_EXPLORE THE MATERIAL_.
1) Summarize the notes on colonizing the Carolinas in two sentences.
2) Using the notes on colonizing the Carolinas, answer these questions:
(a) For whom was Carolina named?
(b) From where did many Carolina settlers come?
(c) What emerged as Carolina's principal export crop?
3) Resume the notes on colonizing the Carolinas, picking up after their final point.

_DOCUMENT EXTRACT_.
┄┄┄┄┄┄

VII. Colonizing the Carolinas

 

  1. In England, King Charles I, had been beheaded. There was a civil war in the 1640’s.
  2. Oliver Cromwell ruled for 10 very strict years.
  3. Englishmen restored Charles II to the throne in “the restoration” of 1660.
  4. Carolina was named for Charles II.
    • The king granted land to court families who hoped to grow foodstuffs.
  5. Carolina prospered by developing close economic ties with English West Indies. Many settlers came from Barbados and established a slave trade in Carolina. Native Indians were looked for to be slaves.
    • Lord Proprietors in London protested against Indian slave trading. Indian slaves were sent to the West Indies to work. Others were sent to new England.
    • In 1707 Savannah Indians ended allegiance with Carolinas and migrated back to Maryland and

    • Pennsylvania where a Quaker colony promised better relations between Indians and Whites. Carolinians killed a lot of them before they left though.
    • Rice emerged as the principal export crop. Africans knew how to grow it, and had a relative immunity to malaria which made them ideal laborers on hot and swampy rice plantations.
  6. In Charlestown Jews and others were attracted by religious tolerance despite violence with Spanish and Indians. Carolinas were too strong to be wiped out.

┄┄┄┄┄┄

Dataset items

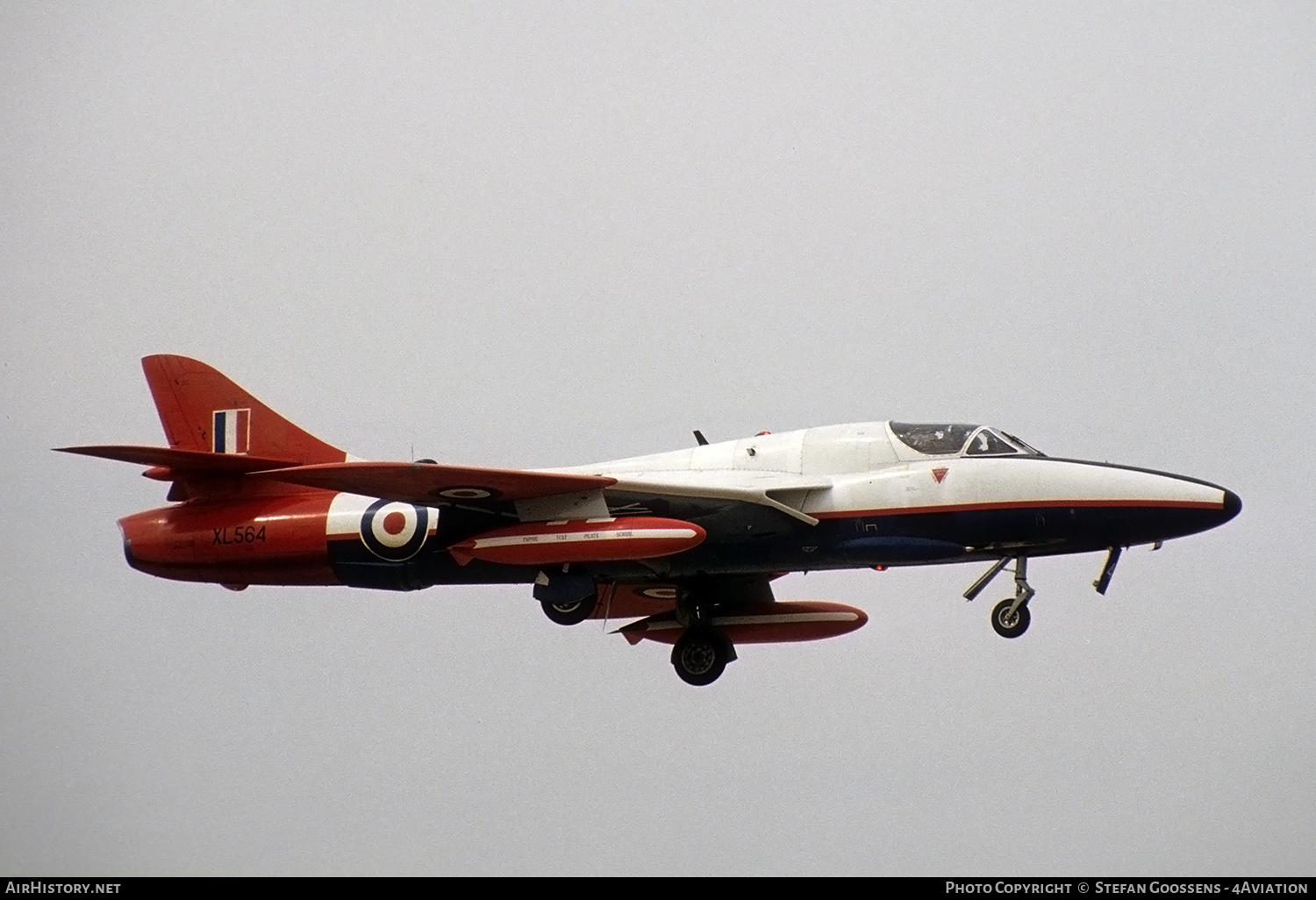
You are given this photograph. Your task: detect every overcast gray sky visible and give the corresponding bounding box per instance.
[0,3,1316,875]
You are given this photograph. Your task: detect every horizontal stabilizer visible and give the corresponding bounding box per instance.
[55,444,297,475]
[261,462,618,505]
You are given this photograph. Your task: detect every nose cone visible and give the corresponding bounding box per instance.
[1220,491,1242,525]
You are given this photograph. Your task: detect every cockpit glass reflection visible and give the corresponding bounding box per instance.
[891,423,978,457]
[891,423,1045,457]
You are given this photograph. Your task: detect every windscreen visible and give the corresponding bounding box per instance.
[891,423,978,457]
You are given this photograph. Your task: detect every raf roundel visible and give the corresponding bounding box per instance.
[361,500,429,562]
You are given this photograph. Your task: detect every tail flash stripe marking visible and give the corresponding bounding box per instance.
[212,410,252,453]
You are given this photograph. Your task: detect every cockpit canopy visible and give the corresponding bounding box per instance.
[890,423,1045,457]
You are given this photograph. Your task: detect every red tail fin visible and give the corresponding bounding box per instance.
[142,355,347,465]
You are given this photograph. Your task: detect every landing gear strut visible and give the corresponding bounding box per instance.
[534,566,599,625]
[671,626,736,686]
[671,587,736,686]
[965,557,1037,639]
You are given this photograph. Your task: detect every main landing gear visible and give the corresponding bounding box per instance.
[534,566,599,625]
[671,626,736,687]
[965,557,1037,639]
[671,589,736,687]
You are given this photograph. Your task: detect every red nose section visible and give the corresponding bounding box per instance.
[118,494,339,586]
[449,516,707,566]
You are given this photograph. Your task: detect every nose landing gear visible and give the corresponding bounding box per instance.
[965,557,1037,639]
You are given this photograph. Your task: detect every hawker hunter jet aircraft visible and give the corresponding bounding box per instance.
[63,355,1241,684]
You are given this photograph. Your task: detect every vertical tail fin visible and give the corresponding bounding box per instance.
[142,355,347,465]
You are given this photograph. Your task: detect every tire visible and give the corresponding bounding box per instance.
[671,628,733,687]
[540,594,595,625]
[991,597,1033,639]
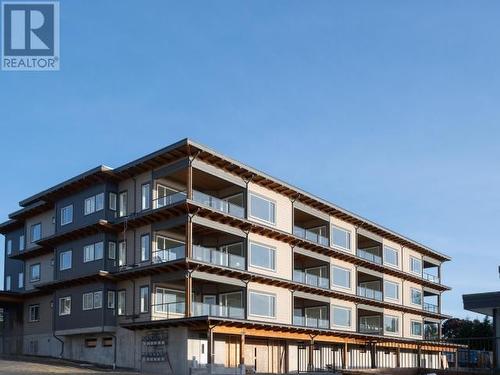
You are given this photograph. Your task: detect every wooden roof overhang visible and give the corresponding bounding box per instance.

┄┄┄┄┄┄

_EXERCISE RESULTS_.
1) After the English civil war, Oliver Cromwell's strict rule, and the restoration of Charles II in 1660, Carolina was named for Charles II, who granted land to court families hoping to grow foodstuffs. The colony prospered through close economic ties with the English West Indies: settlers from Barbados established a slave trade, rice became the principal export crop, and religious tolerance drew Jews and others to Charlestown.

2)
(a) Charles II.
(b) Barbados.
(c) Rice.

3)
VIII. The emergence of North Carolina

 

  1. Newcomers to North Carolina were called squatters. They were people from Virginia and owned no land.
    • North Carolinians regarded them as riff-raff. They were also hospitable to pirates, and they developed resistance to authority. They existed in graphical isolation.
  2. North Carolina separated from South Carolina in 1712.
  3. Aristocratic and wealthier people were down south around plantations. The strong willed and independent minded lived up north. North Carolina and Rhode Island were the most independent and least aristocratic.
  4. They had bloody relations with Indians. Aided by south Carolinians they crushed the Indians in Tuscarora War, where they sold hundreds into slavery. South Carolina also defeated Yamasee Indians. Virtually all Indian southern tribes had been devastated by 1720.

 

IX. Late-coming Georgia: The Buffer Colonies

 

  1. Georgia- The last of 13 colonies was formed 126 years after the first colony and 52 years after the 12th colony.
    • It was intended to be a buffer to protect the Carolinas from the in Spaniards in Florida and buffer against French from Louisiana. They got money from the British.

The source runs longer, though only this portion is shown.